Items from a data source
-- -- --

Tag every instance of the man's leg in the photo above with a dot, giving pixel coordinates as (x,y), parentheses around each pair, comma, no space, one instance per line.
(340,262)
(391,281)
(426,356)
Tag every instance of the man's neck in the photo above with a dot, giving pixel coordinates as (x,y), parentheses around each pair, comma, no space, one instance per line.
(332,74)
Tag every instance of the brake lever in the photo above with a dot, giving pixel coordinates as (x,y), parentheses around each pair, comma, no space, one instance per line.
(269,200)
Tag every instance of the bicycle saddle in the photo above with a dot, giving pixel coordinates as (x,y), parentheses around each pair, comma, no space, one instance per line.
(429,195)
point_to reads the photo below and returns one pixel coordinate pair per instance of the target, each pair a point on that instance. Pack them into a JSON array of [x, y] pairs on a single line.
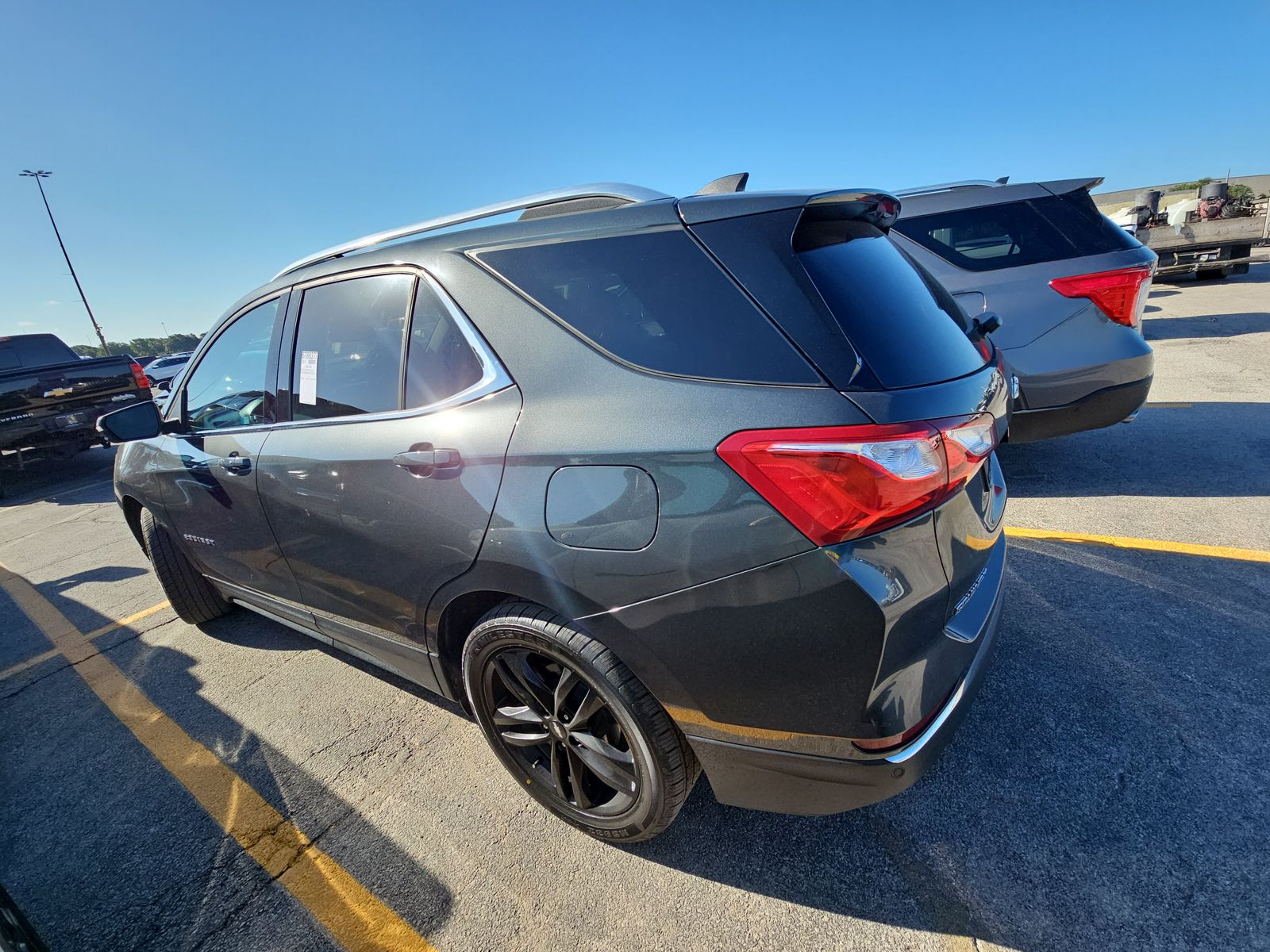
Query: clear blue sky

-- -- --

The task calls for every line of the data to be returned exactly, without pictures.

Tag every instance of the man's leg in the photo above with a dot, giving pixel coordinates as (x,y), parentheses around each pair, comma, no space, one instance per line.
(340,262)
(391,281)
(426,356)
Tag every instance of the man's neck in the photo above with a dot, giving pixel coordinates as (x,y), parentheses around each pair, comma, no space, one instance per line.
(332,74)
Tag every instance of the brake lever in the photo above with a dot, giving pixel coordinates as (x,y), parentheses around each pair, comma, no space, one instance per line.
(269,200)
Tag every instance of the bicycle saddle in the photo above with a dot, giving pixel coordinates as (x,y), parentheses around each pair, comma, no space, one instance per line.
(429,195)
point_to reads the photo below and returns one pixel coordinate pair per instance of the target, each pair a point on that instance. Pack them into a JSON array of [x, y] pairs on a single line.
Query: clear blue sky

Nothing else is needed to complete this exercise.